- _TASKS AND EXERCISES_
1 - In the article on Matt Williams's hitting, which opponent will South Carolina face on Tuesday, and at what venue?
2 - Continue the article on Matt Williams's hitting from its last sentence.

- _GIVEN TEXT_

++++++++

He sports a 14-game on-base streak entering Tuesday’s game against Furman at Fluor Field and has hit safely in 13 of the 14 games.
South Carolina opened the year searching for a steady presence in the middle of the order, and Williams has provided one.
“He just gives you a good, quality at-bat every time. That’s meant a lot to us,” Gamecocks coach Chad Holbrook said. “If we can get some of our other guys in the middle to feed off Matt, we have the capability of being a really good offensive team.”
What makes Williams so tough to get out is his ability to hit to all fields.
If you throw him an inside fastball, he can turn on it and hit it over the right field wall. If you try to pitch away, he can go with the pitch and slap a single over the shortstop.
He did both in USC’s last game, adding a single up the middle.
“They (opposing pitchers) really don’t know how to attack him,” Holbrook said. “He does a great job with two strikes and using the other side of the field, but he’ll sit on a pitch from time-to-time and drive one like you saw (Saturday). He’s very sound as a hitter, and that’s a lot of the battle when you’re in the batter’s box.”
Williams is tied for third on the team in walks with seven, has been hit by a pitch twice and is second on the team in fewest strikeouts with five.

++++++++

[Image point grounding data]
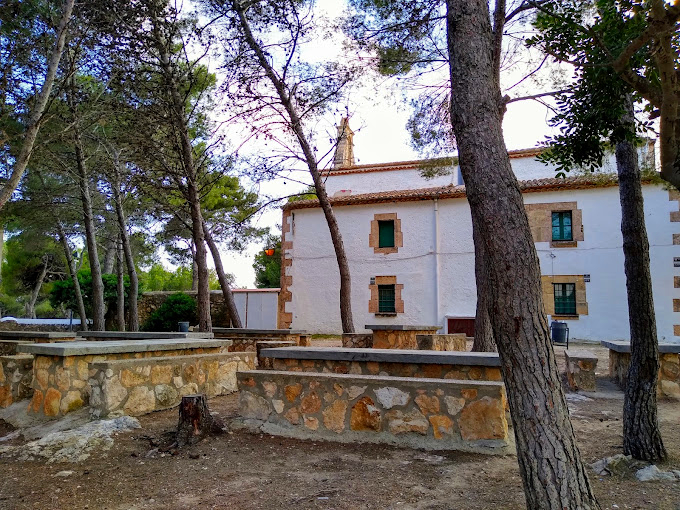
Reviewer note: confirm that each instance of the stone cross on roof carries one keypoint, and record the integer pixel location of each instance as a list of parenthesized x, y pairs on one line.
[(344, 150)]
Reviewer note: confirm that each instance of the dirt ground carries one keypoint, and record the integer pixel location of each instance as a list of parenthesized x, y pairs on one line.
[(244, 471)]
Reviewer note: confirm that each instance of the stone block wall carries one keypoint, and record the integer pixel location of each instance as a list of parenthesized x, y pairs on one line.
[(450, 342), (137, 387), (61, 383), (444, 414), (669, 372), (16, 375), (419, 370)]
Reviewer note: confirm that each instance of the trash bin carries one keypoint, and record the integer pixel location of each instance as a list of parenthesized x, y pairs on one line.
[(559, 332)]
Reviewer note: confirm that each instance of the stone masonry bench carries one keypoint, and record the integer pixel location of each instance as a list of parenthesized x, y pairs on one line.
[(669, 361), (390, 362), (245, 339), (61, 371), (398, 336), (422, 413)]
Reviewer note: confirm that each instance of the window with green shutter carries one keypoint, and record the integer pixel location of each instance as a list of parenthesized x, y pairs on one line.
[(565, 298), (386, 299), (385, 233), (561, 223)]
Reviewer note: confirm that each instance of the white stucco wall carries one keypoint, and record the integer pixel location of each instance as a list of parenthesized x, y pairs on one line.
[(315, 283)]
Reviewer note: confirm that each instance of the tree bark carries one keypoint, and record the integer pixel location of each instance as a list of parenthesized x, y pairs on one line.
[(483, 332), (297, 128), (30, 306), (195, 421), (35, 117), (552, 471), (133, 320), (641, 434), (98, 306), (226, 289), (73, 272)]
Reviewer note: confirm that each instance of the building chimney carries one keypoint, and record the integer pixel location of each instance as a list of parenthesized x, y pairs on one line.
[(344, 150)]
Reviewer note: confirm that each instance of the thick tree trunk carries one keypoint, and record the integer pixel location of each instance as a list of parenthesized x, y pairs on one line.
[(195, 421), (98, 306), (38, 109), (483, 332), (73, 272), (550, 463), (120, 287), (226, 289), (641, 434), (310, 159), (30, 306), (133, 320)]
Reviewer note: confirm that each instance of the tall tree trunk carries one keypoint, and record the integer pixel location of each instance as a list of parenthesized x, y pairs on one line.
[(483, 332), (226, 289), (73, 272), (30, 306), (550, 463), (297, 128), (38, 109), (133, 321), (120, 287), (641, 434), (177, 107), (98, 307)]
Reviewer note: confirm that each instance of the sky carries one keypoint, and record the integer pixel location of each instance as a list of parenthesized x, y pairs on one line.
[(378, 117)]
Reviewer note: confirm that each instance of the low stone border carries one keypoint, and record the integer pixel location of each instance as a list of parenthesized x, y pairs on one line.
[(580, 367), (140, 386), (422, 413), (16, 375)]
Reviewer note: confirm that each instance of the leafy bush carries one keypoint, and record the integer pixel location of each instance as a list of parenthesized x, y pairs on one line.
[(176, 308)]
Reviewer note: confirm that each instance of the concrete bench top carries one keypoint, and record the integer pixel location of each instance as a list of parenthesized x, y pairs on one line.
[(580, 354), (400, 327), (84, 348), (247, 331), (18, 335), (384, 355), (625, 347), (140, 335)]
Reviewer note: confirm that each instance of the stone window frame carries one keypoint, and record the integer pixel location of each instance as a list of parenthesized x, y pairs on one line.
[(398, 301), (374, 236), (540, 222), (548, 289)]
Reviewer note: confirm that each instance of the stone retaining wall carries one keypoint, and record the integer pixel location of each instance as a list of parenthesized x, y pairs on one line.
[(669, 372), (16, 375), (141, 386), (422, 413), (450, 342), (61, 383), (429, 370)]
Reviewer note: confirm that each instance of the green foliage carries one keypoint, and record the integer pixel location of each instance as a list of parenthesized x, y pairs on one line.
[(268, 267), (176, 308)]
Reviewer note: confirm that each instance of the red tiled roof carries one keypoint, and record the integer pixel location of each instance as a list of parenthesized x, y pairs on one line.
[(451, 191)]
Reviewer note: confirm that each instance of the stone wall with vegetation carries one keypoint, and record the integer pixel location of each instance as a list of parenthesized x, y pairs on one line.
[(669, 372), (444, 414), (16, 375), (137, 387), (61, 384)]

++++++++

- _EXERCISE ANSWERS_
1 - Furman, at Fluor Field.

2 -
“You’ve got to pick a good pitch to hit and unload on it,” Williams said. “I try to use the whole field and just work the count. I don’t mind hitting with two strikes, and I think that’s a great trait to have.”
Williams’ journey to being an everyday player has been a long one. He redshirted in 2014 and made only seven starts combined in 2015 and 2016. He said being patient was difficult.
“From the start, Holbrook told me I was going to be a big part of the program eventually,” Williams said. “I trusted him and now it’s paying off.”
“It’s been neat to watch him grow,” Holbrook said. “Maybe we should have played him a lot more before now. Sometimes you don’t know until you put a kid into the game for a consistent period of time, and boy he’s really playing well.”